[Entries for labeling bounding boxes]
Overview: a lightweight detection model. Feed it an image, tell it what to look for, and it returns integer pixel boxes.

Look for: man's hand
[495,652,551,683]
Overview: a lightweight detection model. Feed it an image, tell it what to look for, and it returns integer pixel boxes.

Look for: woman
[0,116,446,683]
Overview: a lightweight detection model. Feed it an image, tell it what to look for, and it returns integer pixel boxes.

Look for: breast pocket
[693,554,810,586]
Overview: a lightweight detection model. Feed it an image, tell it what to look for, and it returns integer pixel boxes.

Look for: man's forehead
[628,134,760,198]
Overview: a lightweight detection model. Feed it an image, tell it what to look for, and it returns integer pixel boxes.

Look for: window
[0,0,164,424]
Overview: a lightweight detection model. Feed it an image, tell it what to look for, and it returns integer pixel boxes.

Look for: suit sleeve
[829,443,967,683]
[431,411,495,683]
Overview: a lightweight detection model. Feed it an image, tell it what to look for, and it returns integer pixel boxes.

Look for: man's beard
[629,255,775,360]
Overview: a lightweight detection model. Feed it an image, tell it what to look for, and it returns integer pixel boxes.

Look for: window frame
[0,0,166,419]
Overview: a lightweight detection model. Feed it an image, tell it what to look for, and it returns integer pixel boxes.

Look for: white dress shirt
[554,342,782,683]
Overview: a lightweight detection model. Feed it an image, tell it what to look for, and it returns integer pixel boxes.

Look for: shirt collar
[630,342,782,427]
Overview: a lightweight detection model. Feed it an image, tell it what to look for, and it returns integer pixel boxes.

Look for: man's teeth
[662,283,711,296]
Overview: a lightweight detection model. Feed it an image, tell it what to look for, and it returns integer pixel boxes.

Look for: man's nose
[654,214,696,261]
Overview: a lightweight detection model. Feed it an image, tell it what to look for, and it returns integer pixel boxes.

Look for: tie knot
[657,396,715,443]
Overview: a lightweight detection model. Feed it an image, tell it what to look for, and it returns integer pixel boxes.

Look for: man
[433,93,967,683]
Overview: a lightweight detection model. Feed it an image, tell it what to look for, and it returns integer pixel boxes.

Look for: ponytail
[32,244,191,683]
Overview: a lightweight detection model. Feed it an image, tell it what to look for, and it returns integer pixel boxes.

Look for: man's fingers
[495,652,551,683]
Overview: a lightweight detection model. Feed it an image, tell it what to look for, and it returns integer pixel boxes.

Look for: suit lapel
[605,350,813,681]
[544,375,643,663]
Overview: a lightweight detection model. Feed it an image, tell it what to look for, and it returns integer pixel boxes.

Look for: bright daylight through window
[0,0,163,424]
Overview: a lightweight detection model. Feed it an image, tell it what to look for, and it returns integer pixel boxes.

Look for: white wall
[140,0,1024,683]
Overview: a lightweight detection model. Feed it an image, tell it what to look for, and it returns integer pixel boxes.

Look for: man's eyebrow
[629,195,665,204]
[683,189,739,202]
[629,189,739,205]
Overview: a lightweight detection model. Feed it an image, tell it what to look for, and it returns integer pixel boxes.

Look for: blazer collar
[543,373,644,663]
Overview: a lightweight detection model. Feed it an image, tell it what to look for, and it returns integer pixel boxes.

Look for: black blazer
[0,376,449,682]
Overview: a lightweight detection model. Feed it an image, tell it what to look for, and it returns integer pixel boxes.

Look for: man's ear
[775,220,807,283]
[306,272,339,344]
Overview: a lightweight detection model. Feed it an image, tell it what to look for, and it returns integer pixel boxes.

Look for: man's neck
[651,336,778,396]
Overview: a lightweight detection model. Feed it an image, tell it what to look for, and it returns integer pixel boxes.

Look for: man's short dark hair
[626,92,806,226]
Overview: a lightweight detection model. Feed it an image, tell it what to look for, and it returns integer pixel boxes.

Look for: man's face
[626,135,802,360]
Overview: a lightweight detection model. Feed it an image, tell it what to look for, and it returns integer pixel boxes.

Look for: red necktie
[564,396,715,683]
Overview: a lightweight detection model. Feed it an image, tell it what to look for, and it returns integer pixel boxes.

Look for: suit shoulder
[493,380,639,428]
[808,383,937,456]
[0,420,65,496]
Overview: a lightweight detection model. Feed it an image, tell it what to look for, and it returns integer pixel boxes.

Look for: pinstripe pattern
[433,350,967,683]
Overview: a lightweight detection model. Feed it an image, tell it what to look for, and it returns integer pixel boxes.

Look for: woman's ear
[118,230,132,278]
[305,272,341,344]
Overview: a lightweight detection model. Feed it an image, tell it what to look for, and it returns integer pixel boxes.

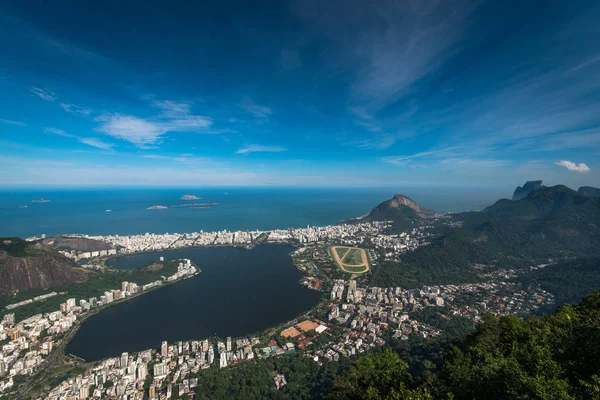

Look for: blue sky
[0,0,600,187]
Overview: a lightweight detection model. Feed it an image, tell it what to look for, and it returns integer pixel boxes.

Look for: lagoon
[66,245,321,361]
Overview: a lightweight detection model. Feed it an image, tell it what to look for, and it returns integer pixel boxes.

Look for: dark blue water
[66,245,320,361]
[0,187,511,237]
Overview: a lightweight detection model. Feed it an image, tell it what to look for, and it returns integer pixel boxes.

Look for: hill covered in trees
[327,291,600,400]
[0,238,88,293]
[190,291,600,400]
[371,185,600,288]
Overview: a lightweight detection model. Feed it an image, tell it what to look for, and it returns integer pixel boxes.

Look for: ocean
[0,187,511,238]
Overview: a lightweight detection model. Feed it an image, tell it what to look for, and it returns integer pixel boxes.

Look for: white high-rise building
[137,364,148,381]
[219,353,227,368]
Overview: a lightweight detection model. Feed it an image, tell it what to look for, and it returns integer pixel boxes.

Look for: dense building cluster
[47,337,308,400]
[0,259,197,398]
[50,222,390,255]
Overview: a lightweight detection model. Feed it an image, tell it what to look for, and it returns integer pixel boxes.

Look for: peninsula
[3,186,600,399]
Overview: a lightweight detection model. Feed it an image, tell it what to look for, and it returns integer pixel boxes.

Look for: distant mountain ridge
[577,186,600,197]
[513,180,545,200]
[361,194,433,230]
[0,238,87,293]
[371,185,600,287]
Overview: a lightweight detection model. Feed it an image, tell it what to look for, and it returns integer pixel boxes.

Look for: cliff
[577,186,600,197]
[513,181,544,200]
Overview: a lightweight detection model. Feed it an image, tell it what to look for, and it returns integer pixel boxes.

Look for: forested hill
[0,238,87,293]
[361,194,434,231]
[328,292,600,400]
[371,185,600,287]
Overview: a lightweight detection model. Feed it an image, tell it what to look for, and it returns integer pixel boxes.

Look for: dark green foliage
[330,291,600,400]
[519,258,600,306]
[0,237,43,257]
[0,261,178,321]
[329,348,432,400]
[196,356,350,399]
[371,186,600,288]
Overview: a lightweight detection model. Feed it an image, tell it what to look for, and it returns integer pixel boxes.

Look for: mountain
[0,238,87,293]
[577,186,600,197]
[371,185,600,287]
[362,194,433,230]
[513,181,545,200]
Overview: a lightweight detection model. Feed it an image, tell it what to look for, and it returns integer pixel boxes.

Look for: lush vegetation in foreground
[186,291,600,400]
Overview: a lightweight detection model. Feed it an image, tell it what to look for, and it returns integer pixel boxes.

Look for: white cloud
[142,154,215,165]
[29,86,57,102]
[239,97,273,119]
[44,128,76,138]
[44,127,114,150]
[235,144,287,154]
[0,118,27,126]
[59,103,92,116]
[79,138,114,150]
[294,0,477,110]
[383,151,435,165]
[153,100,191,118]
[95,100,213,147]
[96,114,168,146]
[554,160,591,172]
[352,133,396,150]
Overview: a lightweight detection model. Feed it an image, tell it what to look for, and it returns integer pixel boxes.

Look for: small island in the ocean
[181,194,200,200]
[180,202,219,208]
[146,206,169,210]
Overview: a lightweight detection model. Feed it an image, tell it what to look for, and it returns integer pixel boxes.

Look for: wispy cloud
[239,97,273,119]
[382,151,436,165]
[44,127,114,150]
[95,100,212,147]
[142,154,211,165]
[29,86,58,102]
[59,103,92,116]
[79,138,114,150]
[554,160,591,172]
[295,0,476,111]
[235,144,287,154]
[44,127,72,138]
[0,118,27,126]
[351,133,396,150]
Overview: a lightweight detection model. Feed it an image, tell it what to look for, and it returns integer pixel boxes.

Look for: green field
[329,246,370,274]
[334,247,350,260]
[340,249,365,265]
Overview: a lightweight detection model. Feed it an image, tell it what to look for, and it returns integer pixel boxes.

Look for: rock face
[369,194,431,215]
[363,194,433,231]
[513,181,544,200]
[42,236,114,251]
[577,186,600,197]
[0,238,87,293]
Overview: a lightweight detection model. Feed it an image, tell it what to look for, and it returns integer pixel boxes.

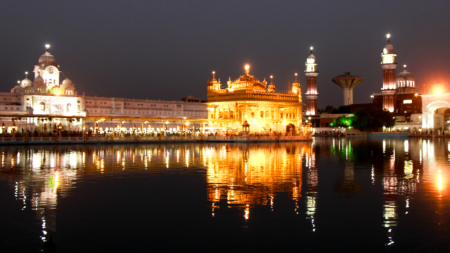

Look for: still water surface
[0,138,450,252]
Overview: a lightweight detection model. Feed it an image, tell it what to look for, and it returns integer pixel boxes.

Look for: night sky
[0,0,450,108]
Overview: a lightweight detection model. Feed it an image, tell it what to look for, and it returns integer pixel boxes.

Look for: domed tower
[267,76,277,92]
[292,73,301,94]
[381,34,397,112]
[20,72,31,88]
[33,44,59,90]
[305,47,319,115]
[395,65,416,93]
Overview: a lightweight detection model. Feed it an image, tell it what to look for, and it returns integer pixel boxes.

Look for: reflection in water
[0,138,450,251]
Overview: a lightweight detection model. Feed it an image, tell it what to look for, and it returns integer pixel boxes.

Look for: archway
[286,124,295,135]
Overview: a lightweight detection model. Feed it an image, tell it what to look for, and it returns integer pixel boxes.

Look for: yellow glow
[437,170,444,197]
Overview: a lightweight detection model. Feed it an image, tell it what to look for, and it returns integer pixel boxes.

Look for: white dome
[62,78,73,87]
[20,78,32,88]
[34,76,44,86]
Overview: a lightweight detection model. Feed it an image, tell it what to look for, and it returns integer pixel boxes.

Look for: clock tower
[33,44,60,90]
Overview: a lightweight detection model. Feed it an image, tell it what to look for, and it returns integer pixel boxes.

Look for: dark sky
[0,0,450,108]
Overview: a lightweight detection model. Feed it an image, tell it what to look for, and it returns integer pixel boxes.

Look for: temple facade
[206,65,302,134]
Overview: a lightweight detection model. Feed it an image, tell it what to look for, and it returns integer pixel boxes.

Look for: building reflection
[205,143,312,219]
[304,148,319,232]
[0,138,450,250]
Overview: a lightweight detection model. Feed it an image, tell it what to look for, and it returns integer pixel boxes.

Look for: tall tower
[305,47,319,115]
[381,34,397,112]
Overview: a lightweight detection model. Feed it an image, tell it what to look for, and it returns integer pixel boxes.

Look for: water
[0,138,450,252]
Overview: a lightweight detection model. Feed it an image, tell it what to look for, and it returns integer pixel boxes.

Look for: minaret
[381,34,397,112]
[305,47,319,115]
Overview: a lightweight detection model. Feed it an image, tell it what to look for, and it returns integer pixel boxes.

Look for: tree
[352,108,395,131]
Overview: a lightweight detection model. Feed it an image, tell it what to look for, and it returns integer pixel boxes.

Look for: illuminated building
[305,47,319,115]
[206,65,302,133]
[0,45,207,132]
[205,143,317,219]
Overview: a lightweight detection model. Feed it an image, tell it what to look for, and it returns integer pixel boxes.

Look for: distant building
[373,35,422,121]
[206,65,302,133]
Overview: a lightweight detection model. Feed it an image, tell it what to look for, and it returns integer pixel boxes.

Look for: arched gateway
[422,94,450,131]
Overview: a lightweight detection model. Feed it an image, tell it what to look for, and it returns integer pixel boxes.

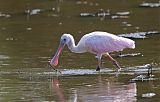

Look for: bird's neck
[67,36,82,53]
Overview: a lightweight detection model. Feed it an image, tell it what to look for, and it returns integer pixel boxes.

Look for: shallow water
[0,0,160,102]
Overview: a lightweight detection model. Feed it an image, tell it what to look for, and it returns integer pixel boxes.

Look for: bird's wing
[85,34,134,53]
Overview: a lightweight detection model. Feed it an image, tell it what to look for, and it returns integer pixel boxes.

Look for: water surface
[0,0,160,102]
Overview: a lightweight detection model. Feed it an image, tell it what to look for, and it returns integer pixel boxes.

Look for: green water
[0,0,160,102]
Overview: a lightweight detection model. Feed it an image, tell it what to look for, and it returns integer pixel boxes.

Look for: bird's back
[79,31,135,53]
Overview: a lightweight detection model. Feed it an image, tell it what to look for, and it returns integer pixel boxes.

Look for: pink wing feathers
[85,32,135,54]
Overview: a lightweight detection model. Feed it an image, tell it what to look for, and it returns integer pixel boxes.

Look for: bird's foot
[96,66,101,71]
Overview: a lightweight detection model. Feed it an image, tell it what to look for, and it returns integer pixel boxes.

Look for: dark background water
[0,0,160,102]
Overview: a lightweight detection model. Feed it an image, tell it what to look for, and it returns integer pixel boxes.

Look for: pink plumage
[50,31,135,71]
[82,32,135,54]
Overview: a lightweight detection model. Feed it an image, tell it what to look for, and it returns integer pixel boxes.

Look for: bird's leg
[96,55,102,71]
[104,53,121,70]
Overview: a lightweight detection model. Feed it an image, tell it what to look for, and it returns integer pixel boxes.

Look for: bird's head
[50,34,71,67]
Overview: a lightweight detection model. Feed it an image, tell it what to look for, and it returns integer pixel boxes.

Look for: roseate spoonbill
[50,31,135,71]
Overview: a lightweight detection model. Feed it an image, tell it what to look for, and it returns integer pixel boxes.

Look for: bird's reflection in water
[52,75,137,102]
[51,79,65,102]
[78,75,137,102]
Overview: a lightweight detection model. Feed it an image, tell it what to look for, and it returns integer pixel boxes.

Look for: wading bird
[50,31,135,71]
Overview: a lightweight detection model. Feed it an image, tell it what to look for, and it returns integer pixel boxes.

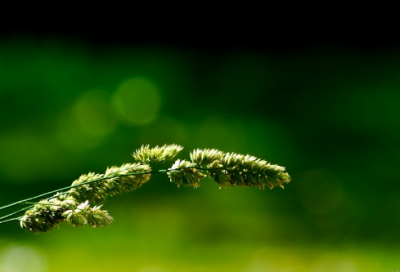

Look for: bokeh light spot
[58,91,117,151]
[113,78,161,125]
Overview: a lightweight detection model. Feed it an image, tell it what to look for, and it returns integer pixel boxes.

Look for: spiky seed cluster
[132,144,183,164]
[70,163,151,204]
[20,145,290,232]
[63,201,113,228]
[20,197,113,233]
[20,163,151,233]
[167,160,207,188]
[169,149,290,189]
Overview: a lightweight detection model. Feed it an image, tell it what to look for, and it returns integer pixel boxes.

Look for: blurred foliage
[0,37,400,272]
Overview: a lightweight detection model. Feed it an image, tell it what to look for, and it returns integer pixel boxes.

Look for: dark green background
[0,36,400,272]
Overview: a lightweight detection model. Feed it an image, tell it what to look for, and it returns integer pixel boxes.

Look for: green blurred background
[0,35,400,272]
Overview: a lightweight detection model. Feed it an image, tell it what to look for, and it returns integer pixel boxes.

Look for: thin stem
[0,216,22,224]
[0,202,36,220]
[0,166,216,210]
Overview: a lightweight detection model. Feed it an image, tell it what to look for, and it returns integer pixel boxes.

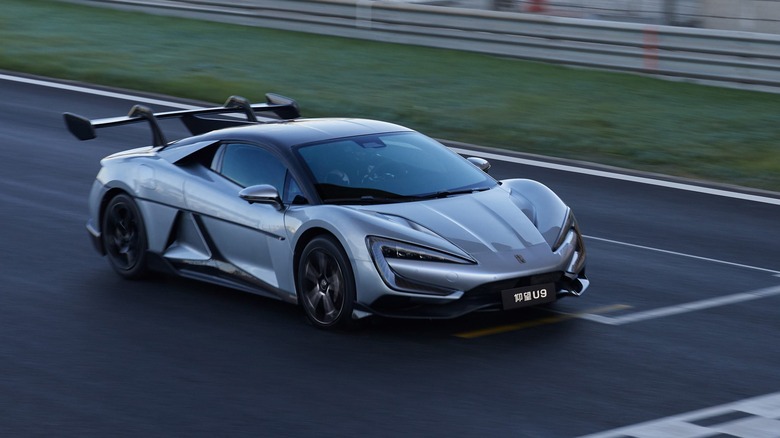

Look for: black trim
[63,93,301,146]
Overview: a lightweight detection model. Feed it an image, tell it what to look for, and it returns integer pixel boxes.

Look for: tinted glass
[298,132,496,202]
[220,144,287,193]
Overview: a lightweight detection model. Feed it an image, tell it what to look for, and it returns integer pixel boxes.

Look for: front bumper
[359,270,590,319]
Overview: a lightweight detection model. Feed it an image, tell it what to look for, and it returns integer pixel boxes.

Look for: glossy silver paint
[87,118,588,317]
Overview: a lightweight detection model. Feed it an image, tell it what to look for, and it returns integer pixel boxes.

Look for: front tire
[101,194,149,280]
[298,236,355,329]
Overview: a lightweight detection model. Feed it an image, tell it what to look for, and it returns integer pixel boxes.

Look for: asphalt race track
[0,76,780,437]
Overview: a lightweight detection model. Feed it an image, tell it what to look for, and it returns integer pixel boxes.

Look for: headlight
[366,236,476,295]
[367,237,474,264]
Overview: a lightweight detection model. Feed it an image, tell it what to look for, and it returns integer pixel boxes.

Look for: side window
[218,143,300,202]
[219,143,287,193]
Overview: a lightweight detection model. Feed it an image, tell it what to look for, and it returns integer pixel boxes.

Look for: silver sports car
[64,94,588,328]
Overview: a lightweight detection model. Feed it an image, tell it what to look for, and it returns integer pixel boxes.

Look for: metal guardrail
[65,0,780,87]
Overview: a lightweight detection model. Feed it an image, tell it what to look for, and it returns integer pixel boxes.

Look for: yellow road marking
[455,304,631,339]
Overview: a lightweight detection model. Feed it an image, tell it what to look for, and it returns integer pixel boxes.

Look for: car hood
[358,187,548,255]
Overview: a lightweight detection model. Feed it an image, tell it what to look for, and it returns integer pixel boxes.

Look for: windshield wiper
[414,187,490,199]
[323,195,409,205]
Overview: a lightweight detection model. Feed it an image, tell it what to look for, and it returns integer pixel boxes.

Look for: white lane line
[578,286,780,325]
[580,392,780,438]
[583,236,780,276]
[451,147,780,205]
[0,74,780,205]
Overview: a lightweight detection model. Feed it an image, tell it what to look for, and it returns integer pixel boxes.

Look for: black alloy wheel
[298,236,355,329]
[102,194,148,279]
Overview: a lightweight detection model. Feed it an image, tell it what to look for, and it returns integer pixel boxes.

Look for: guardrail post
[528,0,547,12]
[355,0,374,29]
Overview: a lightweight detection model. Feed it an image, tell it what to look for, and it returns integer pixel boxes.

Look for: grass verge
[0,0,780,191]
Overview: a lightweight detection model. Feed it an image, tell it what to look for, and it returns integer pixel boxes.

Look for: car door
[184,142,297,300]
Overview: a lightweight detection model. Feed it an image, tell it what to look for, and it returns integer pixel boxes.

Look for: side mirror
[238,184,284,210]
[466,157,490,173]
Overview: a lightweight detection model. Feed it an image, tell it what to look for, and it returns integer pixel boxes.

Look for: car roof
[188,118,412,148]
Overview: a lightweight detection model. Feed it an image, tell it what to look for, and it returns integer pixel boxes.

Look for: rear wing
[63,93,301,146]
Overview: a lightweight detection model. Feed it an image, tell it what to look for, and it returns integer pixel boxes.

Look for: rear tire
[298,236,355,329]
[101,194,149,280]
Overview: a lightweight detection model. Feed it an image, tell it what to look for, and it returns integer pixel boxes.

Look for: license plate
[501,283,555,310]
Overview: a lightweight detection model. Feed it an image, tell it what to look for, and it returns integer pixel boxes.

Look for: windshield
[298,132,497,203]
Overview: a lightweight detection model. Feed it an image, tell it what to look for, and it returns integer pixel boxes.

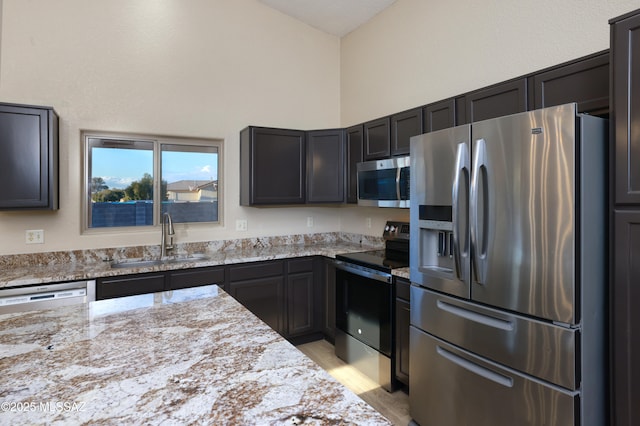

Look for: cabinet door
[229,276,284,335]
[610,210,640,426]
[167,266,224,290]
[287,272,316,337]
[611,14,640,204]
[423,98,456,133]
[307,129,345,203]
[322,259,336,343]
[96,272,166,300]
[391,108,422,155]
[364,117,391,160]
[346,124,364,204]
[533,51,609,115]
[0,104,58,210]
[459,78,527,124]
[240,127,306,206]
[395,279,411,386]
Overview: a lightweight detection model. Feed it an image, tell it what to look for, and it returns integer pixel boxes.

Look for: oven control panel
[382,221,409,241]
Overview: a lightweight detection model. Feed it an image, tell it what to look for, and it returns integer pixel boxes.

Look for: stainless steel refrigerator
[409,104,607,426]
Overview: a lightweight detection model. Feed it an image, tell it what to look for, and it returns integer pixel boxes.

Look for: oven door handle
[335,260,392,284]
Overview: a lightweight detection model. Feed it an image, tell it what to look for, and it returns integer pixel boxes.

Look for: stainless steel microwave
[357,156,410,208]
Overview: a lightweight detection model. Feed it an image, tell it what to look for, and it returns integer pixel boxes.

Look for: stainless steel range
[335,222,409,392]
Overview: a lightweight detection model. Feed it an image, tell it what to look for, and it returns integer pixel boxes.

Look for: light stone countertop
[0,234,408,288]
[0,285,390,425]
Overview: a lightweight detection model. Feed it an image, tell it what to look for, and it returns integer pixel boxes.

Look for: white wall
[340,0,640,126]
[340,0,640,233]
[0,0,340,255]
[0,0,640,255]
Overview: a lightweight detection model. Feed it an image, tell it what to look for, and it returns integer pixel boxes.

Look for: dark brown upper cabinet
[609,9,640,426]
[364,117,391,161]
[0,104,58,210]
[531,51,609,115]
[240,126,306,206]
[391,108,423,155]
[423,98,456,133]
[458,78,527,124]
[611,13,640,205]
[346,124,364,203]
[307,129,345,203]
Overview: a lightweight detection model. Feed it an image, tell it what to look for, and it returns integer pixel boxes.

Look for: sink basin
[111,254,209,268]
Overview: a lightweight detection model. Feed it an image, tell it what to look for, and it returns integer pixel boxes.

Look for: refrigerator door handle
[396,167,402,200]
[436,300,513,331]
[469,139,489,284]
[451,142,471,284]
[436,345,513,388]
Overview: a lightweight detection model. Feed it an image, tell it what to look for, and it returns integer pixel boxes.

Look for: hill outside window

EXERCISE INSTRUCTIONS:
Shift every coordinate in the answers by adding 9, and write out again all lines of the items from the start through the line containing "[0,116,446,683]". Reproduce only those lines, keeping every other line unchanged.

RESPONSE:
Overview: a lightweight detection model. Feed it an image, tell it what to look for, and it returns integer pixel boxes.

Look for: man's hand
[504,661,560,692]
Overview: a lightweight detection model. Feed it an image, tell it what to look for, and it returns integer pixel boxes.

Look for: woman
[9,125,455,692]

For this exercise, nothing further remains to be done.